▶ _Problem requirements_
Count the rows below that contain the string "church", treating uppercase and lowercase as different, and reply with that number alone.

#####

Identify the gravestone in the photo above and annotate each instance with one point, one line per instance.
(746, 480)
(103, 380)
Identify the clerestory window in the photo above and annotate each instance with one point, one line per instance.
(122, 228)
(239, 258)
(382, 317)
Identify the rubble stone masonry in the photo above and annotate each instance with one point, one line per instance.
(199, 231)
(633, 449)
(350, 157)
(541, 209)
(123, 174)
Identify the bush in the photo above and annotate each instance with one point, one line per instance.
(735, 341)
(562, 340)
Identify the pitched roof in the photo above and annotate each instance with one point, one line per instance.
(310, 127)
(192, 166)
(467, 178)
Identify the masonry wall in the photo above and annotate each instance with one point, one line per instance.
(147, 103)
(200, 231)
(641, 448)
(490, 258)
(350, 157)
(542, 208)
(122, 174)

#####

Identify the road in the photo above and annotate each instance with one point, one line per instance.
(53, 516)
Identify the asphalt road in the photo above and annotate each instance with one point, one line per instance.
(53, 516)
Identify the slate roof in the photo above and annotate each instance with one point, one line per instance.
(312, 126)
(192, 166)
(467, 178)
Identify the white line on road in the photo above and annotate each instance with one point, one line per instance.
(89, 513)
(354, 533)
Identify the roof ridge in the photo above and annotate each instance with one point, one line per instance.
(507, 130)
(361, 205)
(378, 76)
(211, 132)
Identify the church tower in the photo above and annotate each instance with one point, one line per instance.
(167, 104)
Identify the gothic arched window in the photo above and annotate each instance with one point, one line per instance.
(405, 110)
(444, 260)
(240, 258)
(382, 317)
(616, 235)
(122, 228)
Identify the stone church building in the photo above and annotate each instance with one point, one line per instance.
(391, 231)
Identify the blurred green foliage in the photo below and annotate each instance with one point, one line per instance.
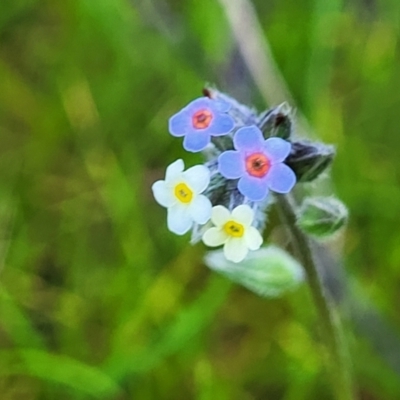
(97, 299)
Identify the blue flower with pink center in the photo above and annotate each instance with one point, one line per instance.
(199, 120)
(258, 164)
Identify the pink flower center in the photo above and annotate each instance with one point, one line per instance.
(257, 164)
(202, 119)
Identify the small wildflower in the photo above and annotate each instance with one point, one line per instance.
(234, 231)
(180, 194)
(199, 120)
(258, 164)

#####

▶ _Response to the exercise_
2